Apakah dasar hukum hakikinya Bai’at? apakah wajib, sunah atau apa?
Tolong saya dibantu & dikoreksi agar saya tidak salah dalam memahami syariat Bai’at. Agar saya tidak terpengaruh pada Bai’at-Bai’at Bid’ah.
Wassalamu ‘alaikum warahmatullahi wabarakatuh,
Untuk Saudara
Wa’alaikumussalam wa rahmatullahi wa barokatuh
baiat yang syar’i adalah janji setia untuk mendengar dan taat kepada penguasa suatu negeri kaum muslimin.
Berbaiat kepada penguasa itu hukumnya wajib kifayah. Jika dewan syuro sudah membaiat penguasa yang sah maka baiat tersebut mengikat seluruh kaum muslimin di negeri tersebut.
Uhibbukum fillah..
Ustadz,apakah ada ucapan2 terntu di dlm bai’at Syar’i ?
Smoga Allah snantiasa mmbrikan kesehatan buat Ustadz guna aktifitas trutama dlm da’wah yg barakah ini.
Untuk Budi
Setahu saya tidak ada.
Assalamu ‘alaikum warahmatullahi wabarakatuh,
Setahu saya saat ini yang sebagai penguasa adalah SBY.
Apakah benar SBY adalah Imamnya Jama’ah kaum muslimin yang lebih berhak / wajib untuk diBai’at saat ini?
Wassalamu ‘alaikum warahmatullahi wabarakatuh,
Untuk Saudara
Wa’alaikumussalam wa rohmatullahi wabarokatuh
Benar, beliau adalah imam atau pemimpin kaum muslimin di Indonesia. Wajib menyakini beliau sebagai pemimpin kita jika tidak maka berarti kita akan mati dalam keadaan tidak punya pemimpin alias mati jahiliah.
_ _ _
** PERINTAH A **
Apa hukum berbaiat kepada penguasa menurut teks tentang baiat?
** PERINTAH B **
Salin teks tentang baiat tanpa perubahan, semuanya dari "Berbaiat kepada penguasa" terus ke bawah sampai "saya tidak ada.".

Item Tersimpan
_ _ _
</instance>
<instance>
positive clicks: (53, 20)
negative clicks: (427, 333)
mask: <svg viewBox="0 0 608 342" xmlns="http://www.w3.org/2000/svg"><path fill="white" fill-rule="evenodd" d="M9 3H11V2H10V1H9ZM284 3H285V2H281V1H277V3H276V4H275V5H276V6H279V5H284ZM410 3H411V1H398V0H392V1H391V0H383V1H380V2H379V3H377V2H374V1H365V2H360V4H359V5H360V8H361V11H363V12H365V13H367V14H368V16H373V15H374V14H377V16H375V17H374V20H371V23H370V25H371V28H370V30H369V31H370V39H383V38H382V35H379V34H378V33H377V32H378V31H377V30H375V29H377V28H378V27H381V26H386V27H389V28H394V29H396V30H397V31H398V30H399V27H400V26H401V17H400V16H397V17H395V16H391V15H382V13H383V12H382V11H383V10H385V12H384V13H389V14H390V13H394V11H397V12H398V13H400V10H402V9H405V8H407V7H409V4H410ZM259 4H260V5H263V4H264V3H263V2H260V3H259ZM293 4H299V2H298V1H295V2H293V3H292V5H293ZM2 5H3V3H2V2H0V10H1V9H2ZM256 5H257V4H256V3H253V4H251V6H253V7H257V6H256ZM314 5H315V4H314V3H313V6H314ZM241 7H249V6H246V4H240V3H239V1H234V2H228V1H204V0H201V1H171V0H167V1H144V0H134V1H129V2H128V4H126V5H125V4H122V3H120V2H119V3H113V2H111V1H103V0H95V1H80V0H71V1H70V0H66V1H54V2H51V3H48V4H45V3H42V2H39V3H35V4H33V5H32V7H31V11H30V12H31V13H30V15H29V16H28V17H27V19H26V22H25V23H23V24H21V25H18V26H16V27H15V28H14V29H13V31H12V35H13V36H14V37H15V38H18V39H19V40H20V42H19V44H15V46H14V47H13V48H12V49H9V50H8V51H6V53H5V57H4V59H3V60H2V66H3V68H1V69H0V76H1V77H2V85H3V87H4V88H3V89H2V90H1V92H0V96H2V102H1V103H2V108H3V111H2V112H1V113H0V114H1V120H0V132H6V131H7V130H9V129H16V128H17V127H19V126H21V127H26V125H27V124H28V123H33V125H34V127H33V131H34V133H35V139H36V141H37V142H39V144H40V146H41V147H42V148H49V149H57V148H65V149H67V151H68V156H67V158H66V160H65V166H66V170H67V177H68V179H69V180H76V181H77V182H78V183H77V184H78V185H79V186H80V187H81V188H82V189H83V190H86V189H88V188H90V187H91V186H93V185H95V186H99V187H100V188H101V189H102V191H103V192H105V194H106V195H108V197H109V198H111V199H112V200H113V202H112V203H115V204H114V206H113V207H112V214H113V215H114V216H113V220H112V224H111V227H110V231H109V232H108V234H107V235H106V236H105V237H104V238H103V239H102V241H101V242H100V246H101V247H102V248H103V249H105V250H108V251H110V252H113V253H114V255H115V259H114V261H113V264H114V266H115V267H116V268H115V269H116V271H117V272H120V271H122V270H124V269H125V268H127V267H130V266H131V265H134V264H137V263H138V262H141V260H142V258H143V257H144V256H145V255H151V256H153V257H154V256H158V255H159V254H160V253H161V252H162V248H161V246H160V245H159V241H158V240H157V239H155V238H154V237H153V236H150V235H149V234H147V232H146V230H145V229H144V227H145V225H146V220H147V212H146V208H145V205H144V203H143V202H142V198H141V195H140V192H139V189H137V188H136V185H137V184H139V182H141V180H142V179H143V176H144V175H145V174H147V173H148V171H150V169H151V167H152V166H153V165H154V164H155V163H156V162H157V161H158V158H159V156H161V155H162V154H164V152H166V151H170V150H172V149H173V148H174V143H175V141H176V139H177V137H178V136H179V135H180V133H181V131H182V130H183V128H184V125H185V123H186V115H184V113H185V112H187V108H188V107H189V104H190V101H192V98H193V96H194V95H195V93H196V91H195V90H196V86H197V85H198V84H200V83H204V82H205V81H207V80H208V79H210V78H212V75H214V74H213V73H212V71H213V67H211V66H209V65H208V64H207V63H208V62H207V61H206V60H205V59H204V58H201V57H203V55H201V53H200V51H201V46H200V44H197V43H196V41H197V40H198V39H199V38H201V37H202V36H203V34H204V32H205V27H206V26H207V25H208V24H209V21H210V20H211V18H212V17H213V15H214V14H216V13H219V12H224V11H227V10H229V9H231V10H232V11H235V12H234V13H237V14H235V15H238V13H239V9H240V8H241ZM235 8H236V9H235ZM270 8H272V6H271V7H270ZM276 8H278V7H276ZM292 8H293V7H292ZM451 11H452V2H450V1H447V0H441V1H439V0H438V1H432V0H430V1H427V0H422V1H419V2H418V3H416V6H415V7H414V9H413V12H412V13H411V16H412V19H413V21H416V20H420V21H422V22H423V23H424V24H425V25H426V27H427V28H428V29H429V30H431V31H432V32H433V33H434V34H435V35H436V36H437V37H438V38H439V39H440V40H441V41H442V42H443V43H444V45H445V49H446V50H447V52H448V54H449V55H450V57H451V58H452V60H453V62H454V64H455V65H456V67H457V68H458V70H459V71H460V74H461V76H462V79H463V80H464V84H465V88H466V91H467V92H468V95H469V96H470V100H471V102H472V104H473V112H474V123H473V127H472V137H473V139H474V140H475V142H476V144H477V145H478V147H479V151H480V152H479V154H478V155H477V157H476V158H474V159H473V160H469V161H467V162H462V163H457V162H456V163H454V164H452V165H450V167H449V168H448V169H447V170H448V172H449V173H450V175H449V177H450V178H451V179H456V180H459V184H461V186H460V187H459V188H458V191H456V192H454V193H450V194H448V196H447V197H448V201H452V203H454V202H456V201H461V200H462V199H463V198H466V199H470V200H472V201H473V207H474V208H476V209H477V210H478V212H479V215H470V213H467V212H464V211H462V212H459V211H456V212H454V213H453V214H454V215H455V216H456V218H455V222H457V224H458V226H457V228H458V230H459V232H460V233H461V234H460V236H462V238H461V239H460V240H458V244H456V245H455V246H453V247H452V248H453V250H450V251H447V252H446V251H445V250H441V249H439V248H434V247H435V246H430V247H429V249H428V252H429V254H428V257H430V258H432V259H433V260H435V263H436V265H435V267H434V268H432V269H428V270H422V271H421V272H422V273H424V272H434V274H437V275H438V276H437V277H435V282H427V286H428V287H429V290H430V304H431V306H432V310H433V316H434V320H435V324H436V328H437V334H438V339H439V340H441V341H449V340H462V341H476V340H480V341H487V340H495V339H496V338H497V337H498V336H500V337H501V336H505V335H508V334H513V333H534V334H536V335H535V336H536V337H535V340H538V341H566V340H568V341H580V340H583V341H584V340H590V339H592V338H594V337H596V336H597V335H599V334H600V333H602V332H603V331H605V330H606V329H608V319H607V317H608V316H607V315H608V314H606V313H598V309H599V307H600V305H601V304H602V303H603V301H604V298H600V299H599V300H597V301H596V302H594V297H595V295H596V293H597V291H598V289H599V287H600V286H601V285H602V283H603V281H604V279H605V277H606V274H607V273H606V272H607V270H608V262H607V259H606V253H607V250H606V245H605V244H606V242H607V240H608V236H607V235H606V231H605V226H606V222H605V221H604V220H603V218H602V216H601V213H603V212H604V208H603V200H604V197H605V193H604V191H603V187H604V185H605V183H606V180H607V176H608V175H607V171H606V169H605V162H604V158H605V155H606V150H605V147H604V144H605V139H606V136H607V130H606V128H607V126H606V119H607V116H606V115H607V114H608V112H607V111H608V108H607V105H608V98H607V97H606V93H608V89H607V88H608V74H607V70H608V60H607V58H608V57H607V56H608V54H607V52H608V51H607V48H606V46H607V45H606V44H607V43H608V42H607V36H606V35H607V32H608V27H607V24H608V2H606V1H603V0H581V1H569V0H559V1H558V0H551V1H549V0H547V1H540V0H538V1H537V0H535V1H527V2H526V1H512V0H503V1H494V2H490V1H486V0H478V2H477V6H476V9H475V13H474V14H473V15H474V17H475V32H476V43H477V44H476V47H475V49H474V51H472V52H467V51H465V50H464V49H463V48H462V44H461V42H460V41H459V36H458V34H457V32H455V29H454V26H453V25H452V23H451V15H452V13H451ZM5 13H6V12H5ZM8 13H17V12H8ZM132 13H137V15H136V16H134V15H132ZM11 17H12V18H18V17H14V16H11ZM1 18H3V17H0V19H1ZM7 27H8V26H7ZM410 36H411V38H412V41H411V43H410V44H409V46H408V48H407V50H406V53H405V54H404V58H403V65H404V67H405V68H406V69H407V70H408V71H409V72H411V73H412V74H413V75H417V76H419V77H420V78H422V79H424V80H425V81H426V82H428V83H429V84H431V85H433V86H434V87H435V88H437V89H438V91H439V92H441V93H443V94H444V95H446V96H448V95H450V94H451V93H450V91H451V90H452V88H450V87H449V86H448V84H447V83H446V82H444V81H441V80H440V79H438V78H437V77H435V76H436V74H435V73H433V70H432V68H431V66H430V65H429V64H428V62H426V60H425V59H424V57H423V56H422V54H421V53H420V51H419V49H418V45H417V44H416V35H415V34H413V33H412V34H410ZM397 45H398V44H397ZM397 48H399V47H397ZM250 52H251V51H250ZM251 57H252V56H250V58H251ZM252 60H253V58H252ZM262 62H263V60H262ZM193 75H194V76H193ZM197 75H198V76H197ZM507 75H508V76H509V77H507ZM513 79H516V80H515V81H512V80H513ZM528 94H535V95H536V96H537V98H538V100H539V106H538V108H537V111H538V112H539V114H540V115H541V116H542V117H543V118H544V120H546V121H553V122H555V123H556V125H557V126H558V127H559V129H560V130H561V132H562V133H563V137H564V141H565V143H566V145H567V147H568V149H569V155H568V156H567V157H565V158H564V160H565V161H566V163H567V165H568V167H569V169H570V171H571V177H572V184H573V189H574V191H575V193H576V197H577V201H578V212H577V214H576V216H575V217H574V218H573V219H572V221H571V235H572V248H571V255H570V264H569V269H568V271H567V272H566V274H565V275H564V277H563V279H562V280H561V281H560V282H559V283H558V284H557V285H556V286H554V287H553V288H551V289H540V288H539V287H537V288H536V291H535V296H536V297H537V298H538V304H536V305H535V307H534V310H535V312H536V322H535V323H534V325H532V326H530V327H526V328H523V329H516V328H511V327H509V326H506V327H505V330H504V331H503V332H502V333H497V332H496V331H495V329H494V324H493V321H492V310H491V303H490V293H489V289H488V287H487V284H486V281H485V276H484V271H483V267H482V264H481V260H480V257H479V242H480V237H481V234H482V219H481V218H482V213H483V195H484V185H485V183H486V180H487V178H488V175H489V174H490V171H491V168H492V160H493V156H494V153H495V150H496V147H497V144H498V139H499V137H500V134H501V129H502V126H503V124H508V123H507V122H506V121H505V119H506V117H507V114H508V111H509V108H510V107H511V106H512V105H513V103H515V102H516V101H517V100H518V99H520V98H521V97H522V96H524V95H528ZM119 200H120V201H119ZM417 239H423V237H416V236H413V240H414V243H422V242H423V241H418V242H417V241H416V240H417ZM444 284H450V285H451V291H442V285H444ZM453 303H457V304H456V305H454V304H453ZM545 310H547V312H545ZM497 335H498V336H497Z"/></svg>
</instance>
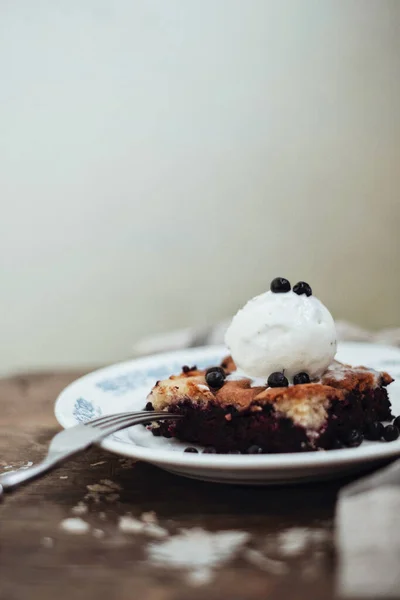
_ _ _
** JAWABAN LATIHAN A **
Hukumnya wajib kifayah.

** JAWABAN LATIHAN B **
Berbaiat kepada penguasa itu hukumnya wajib kifayah. Jika dewan syuro sudah membaiat penguasa yang sah maka baiat tersebut mengikat seluruh kaum muslimin di negeri tersebut.
Uhibbukum fillah..
Ustadz,apakah ada ucapan2 terntu di dlm bai’at Syar’i ?
Smoga Allah snantiasa mmbrikan kesehatan buat Ustadz guna aktifitas trutama dlm da’wah yg barakah ini.
Untuk Budi
Setahu saya tidak ada.